Goal of the exercise | Please extract every line of the listing below word for word, leaving the pictures out of your answer.

Excerpts of location labeling data
* start *

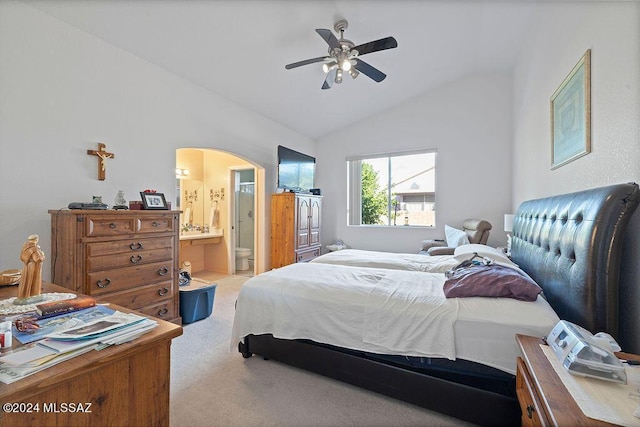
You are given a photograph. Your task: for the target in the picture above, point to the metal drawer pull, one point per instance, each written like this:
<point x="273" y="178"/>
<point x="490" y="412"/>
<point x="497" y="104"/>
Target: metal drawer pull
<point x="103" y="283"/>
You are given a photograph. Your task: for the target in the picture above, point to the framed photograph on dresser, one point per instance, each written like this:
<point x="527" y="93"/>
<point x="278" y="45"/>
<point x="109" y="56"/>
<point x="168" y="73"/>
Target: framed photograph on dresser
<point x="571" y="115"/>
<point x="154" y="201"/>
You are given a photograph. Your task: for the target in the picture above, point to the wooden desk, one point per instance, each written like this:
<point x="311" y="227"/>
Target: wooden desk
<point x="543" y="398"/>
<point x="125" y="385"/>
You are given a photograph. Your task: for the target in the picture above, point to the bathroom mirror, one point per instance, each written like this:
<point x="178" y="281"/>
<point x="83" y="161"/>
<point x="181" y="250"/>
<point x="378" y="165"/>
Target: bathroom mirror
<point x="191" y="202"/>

* end *

The response |
You are given a photograph. Your task: for the target in the picture above, point to the metal drawer pull, one point per instance, each written like this:
<point x="273" y="178"/>
<point x="490" y="412"/>
<point x="497" y="104"/>
Target: metal drawer pull
<point x="103" y="283"/>
You are given a photograph. Your task: for the target in the picture above, point to the framed photograph on dresser, one point per instance, each written like this:
<point x="527" y="93"/>
<point x="278" y="45"/>
<point x="109" y="56"/>
<point x="168" y="73"/>
Target: framed photograph on dresser
<point x="571" y="115"/>
<point x="154" y="201"/>
You are given a photograph. Your task: for the target in the picture above, point to the wooden desk, one point per instance, each written like this:
<point x="311" y="227"/>
Target: wooden desk
<point x="543" y="398"/>
<point x="125" y="385"/>
You are given a photograph. Your task: for the target in the picture above, point to the bathroom mirror, one point per instance, each written like this:
<point x="178" y="281"/>
<point x="83" y="161"/>
<point x="181" y="250"/>
<point x="378" y="165"/>
Target: bathroom mirror
<point x="191" y="202"/>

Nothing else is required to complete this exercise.